Required action :: The lines to print are the one containing "blue pipe valve" and every line after it through the end of the entries below. Print them exactly and nothing else.
########################################
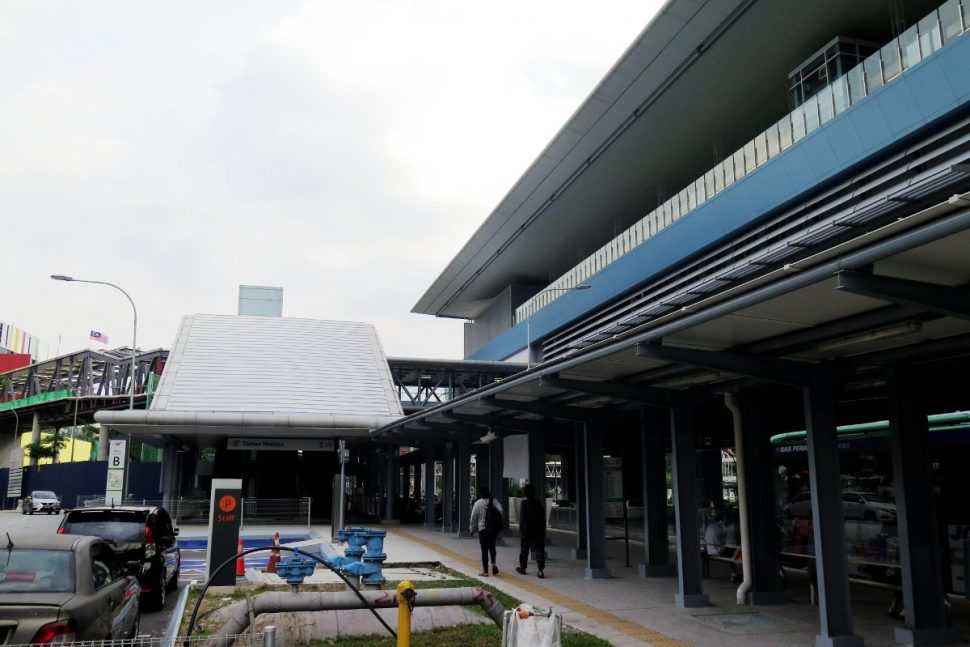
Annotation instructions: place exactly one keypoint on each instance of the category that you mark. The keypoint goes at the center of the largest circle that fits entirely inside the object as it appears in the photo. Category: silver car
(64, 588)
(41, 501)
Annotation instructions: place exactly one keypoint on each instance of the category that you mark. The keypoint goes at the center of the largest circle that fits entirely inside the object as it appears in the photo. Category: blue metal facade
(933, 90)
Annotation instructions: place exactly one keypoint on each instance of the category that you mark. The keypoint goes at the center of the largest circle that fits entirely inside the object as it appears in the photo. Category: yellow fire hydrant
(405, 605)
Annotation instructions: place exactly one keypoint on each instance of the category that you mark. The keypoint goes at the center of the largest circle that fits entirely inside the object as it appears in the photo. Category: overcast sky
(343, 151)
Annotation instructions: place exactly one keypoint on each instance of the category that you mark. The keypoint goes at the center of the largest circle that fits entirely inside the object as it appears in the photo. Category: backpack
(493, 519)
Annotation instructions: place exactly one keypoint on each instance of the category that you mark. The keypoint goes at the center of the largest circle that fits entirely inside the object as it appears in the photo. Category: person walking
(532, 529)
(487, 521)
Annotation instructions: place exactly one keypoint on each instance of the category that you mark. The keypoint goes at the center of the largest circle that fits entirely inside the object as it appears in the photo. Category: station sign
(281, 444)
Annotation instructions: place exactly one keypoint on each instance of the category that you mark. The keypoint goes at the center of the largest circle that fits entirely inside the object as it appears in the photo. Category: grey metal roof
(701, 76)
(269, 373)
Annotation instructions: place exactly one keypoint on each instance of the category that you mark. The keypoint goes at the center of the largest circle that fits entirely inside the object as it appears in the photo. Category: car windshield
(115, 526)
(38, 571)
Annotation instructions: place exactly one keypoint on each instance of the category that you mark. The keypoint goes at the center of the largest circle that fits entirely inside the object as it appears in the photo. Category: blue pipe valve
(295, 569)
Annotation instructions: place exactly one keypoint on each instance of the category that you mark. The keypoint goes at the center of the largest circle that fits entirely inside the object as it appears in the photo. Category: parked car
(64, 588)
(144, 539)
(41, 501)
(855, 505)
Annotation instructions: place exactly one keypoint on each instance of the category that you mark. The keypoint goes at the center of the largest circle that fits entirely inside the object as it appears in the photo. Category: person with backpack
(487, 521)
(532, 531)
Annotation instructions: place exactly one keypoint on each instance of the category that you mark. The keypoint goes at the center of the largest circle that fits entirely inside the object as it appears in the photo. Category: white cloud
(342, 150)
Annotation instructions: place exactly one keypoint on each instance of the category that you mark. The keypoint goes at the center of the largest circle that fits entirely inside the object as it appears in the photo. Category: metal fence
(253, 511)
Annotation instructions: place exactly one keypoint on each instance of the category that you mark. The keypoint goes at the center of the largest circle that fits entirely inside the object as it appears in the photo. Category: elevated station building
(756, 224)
########################################
Solution to the problem ::
Annotation instructions: place exactly one keypoint on each instance of the category that you mark. The keypoint goes at the center of the largest circle that fits entirely inside the object as it appears in the photo. Category: blue pipe valve
(295, 569)
Annotation instructions: place exactly one keypoint on each instance of the category that you mark. The keypoint goes at the center of the largest circle that fits entirely inside the object as it appears in the photo. Category: parked car
(64, 588)
(144, 539)
(41, 501)
(855, 505)
Annotation instructions: place exactly one keypoint on each instance of the category that you mark. The keypoint goes at the center of the largest circle that fits entirely inside the object as it appears in the photo. Category: person with backpack
(487, 521)
(532, 531)
Annotation instructions: place exactly one keypoint on each instance of the category that you mark. The keypoint goes at the center of the largest circle that fits entirely inside the object as it appears in the photo. Category: white cloud
(342, 150)
Annotation instructions: place exactly one keypoint on each instance of the category that you mark. The keypoint goes at the center of the largest circle that fits entirely inside the object as it appears in the photo. Category: metal fence
(253, 511)
Annotation instructions: place exactly one keypoint on each instance of the category that you mark. The keypoint goes at the center of the largest circle that fits entirely inside the object as it appears in the photo. Category: elevated station building
(756, 224)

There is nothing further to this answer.